◆ **STATED EXERCISE**: Copy out every line of the items below that contains the string "sandy", treating uppercase and lowercase letters as different.
================
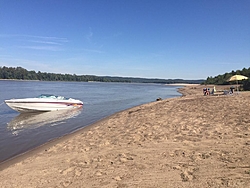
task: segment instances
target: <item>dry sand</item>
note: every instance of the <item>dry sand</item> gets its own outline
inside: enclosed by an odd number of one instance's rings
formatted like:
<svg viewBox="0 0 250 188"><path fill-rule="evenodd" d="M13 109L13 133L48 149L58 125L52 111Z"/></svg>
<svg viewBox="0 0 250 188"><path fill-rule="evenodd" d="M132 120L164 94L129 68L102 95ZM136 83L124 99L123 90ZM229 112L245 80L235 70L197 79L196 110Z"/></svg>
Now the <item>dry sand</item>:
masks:
<svg viewBox="0 0 250 188"><path fill-rule="evenodd" d="M181 92L0 165L0 187L250 187L250 92Z"/></svg>

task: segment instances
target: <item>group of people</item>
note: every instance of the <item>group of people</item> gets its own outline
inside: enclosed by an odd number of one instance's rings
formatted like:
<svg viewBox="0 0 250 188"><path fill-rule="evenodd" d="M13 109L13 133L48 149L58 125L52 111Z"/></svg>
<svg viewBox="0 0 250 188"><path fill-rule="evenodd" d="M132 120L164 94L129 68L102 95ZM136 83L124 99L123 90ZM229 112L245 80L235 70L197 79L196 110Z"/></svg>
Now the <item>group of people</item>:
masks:
<svg viewBox="0 0 250 188"><path fill-rule="evenodd" d="M224 91L224 94L233 94L234 93L234 87L232 86L232 87L230 87L230 91ZM216 92L216 89L215 89L215 86L214 86L214 88L212 89L212 91L210 92L210 88L203 88L203 94L204 94L204 96L206 96L206 95L213 95L213 94L215 94L215 92ZM226 92L226 93L225 93Z"/></svg>
<svg viewBox="0 0 250 188"><path fill-rule="evenodd" d="M203 94L205 95L210 95L210 88L204 88L203 89Z"/></svg>

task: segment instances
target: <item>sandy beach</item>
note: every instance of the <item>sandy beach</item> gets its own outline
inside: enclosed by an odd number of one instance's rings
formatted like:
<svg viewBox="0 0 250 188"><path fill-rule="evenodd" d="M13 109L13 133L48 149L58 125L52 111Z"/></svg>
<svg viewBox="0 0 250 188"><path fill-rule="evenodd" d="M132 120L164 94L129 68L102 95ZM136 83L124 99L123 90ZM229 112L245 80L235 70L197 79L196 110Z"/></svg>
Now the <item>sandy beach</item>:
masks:
<svg viewBox="0 0 250 188"><path fill-rule="evenodd" d="M0 187L250 187L250 92L203 96L203 87L0 164Z"/></svg>

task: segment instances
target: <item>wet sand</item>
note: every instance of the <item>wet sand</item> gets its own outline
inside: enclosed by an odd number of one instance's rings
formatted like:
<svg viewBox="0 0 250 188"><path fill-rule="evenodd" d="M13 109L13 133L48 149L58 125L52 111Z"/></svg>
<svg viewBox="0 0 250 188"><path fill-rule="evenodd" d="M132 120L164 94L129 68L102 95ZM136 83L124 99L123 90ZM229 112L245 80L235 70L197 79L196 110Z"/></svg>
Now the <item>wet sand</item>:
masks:
<svg viewBox="0 0 250 188"><path fill-rule="evenodd" d="M0 187L250 187L250 92L203 96L203 87L1 164Z"/></svg>

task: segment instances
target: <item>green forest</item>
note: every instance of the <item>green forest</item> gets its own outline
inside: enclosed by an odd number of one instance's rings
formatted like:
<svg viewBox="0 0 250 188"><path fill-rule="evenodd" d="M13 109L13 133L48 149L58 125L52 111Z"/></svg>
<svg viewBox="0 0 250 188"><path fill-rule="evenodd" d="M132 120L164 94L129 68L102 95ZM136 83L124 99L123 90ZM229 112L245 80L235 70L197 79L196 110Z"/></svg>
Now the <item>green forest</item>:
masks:
<svg viewBox="0 0 250 188"><path fill-rule="evenodd" d="M203 84L215 84L215 85L235 84L236 82L229 82L228 80L231 76L236 75L236 74L248 77L248 80L238 81L238 83L242 85L241 87L242 90L249 91L250 90L250 67L248 69L243 68L242 70L232 71L232 72L218 75L215 77L208 77L207 80L203 82Z"/></svg>
<svg viewBox="0 0 250 188"><path fill-rule="evenodd" d="M127 83L190 83L201 84L204 80L183 80L183 79L148 79L148 78L129 78L111 77L94 75L76 74L56 74L47 72L28 71L22 67L0 67L0 79L15 80L39 80L39 81L75 81L75 82L127 82Z"/></svg>

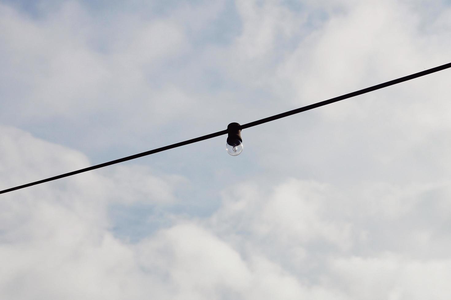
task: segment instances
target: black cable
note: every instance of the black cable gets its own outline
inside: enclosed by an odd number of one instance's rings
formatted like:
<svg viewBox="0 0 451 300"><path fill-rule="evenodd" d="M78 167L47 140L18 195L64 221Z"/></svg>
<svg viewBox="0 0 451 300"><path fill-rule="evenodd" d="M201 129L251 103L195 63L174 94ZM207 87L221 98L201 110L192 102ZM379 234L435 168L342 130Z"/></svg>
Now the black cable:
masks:
<svg viewBox="0 0 451 300"><path fill-rule="evenodd" d="M267 122L273 121L275 120L277 120L278 119L281 119L281 118L284 118L285 116L291 116L296 113L302 112L305 112L310 109L313 109L313 108L316 108L316 107L318 107L320 106L323 106L327 104L329 104L331 103L333 103L334 102L336 102L341 100L344 100L345 99L347 99L353 97L358 96L359 95L361 95L364 94L369 93L369 92L372 92L373 90L379 90L387 86L390 86L390 85L393 85L406 81L408 80L410 80L411 79L414 79L414 78L424 76L424 75L427 75L432 73L438 72L439 71L442 71L442 70L447 69L450 67L451 67L451 63L446 63L442 66L439 66L438 67L436 67L431 69L428 69L425 71L421 71L421 72L415 73L415 74L413 74L411 75L408 75L407 76L405 76L404 77L401 77L397 79L391 80L389 81L387 81L387 82L376 85L373 85L373 86L366 88L366 89L364 89L363 90L360 90L355 92L353 92L352 93L350 93L349 94L347 94L342 96L339 96L338 97L336 97L334 98L321 101L321 102L318 102L318 103L307 105L307 106L304 106L299 108L296 108L296 109L293 109L293 110L290 110L288 112L282 112L282 113L280 113L278 115L275 115L274 116L268 116L267 118L264 118L256 121L251 122L250 123L244 124L244 125L241 125L240 129L241 130L245 129L246 128L249 128L253 126L259 125L260 124L266 123ZM104 162L103 163L100 164L99 165L96 165L95 166L93 166L87 168L85 168L84 169L81 169L76 171L73 171L72 172L69 172L69 173L61 174L61 175L58 175L58 176L53 176L53 177L50 177L46 179L43 179L41 180L38 180L38 181L35 181L34 182L27 184L23 184L22 185L19 185L14 188L8 188L5 190L3 190L3 191L0 191L0 194L3 194L9 192L12 192L13 191L15 191L16 190L23 188L27 188L32 185L39 184L42 184L44 182L47 182L48 181L51 181L52 180L60 179L60 178L63 178L63 177L67 177L69 176L71 176L72 175L75 175L75 174L83 173L83 172L87 172L87 171L90 171L96 169L99 169L99 168L102 168L107 166L110 166L111 165L122 162L123 161L129 161L132 159L134 159L135 158L141 157L143 156L146 156L146 155L150 155L150 154L153 154L158 152L161 152L161 151L169 150L170 149L172 149L173 148L176 148L177 147L179 147L181 146L184 146L185 145L193 143L196 143L197 142L200 142L205 139L215 138L217 136L219 136L220 135L226 134L227 133L227 130L218 131L217 132L212 133L206 135L203 135L202 136L199 137L198 138L192 139L189 139L184 142L180 142L179 143L177 143L175 144L172 144L172 145L169 145L169 146L166 146L164 147L161 147L161 148L157 148L156 149L149 150L148 151L146 151L145 152L142 152L137 154L131 155L130 156L123 157L122 158L119 158L119 159L116 159L110 161L108 161L107 162Z"/></svg>

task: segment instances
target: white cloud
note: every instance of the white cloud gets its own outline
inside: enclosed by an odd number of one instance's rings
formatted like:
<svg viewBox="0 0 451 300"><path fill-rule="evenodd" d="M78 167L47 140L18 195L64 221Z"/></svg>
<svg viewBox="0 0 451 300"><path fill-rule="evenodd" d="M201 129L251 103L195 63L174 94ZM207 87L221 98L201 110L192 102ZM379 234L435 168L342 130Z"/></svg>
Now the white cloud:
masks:
<svg viewBox="0 0 451 300"><path fill-rule="evenodd" d="M441 4L0 4L0 186L448 62ZM0 298L445 299L449 74L2 194Z"/></svg>

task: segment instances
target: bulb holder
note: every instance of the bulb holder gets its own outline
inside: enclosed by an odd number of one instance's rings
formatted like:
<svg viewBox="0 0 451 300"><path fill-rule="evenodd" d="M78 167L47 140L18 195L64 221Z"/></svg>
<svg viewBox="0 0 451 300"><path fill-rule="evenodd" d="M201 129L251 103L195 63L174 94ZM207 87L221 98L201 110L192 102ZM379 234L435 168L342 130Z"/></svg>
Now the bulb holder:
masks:
<svg viewBox="0 0 451 300"><path fill-rule="evenodd" d="M238 123L231 123L227 126L227 131L229 135L227 138L227 143L231 146L238 146L237 141L239 141L243 143L243 139L241 139L241 127Z"/></svg>

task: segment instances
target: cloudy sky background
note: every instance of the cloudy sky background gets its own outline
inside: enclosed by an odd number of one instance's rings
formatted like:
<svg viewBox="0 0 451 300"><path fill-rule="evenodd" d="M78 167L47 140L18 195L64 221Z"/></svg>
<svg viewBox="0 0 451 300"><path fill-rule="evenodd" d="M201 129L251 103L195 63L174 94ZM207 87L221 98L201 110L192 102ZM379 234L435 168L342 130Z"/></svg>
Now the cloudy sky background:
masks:
<svg viewBox="0 0 451 300"><path fill-rule="evenodd" d="M0 189L450 49L448 1L0 1ZM448 299L450 79L0 195L0 298Z"/></svg>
================
◆ **OUTPUT OF THE TASK**:
target: <item>sandy beach</item>
note: every instance of the <item>sandy beach</item> gets its own outline
Now the <item>sandy beach</item>:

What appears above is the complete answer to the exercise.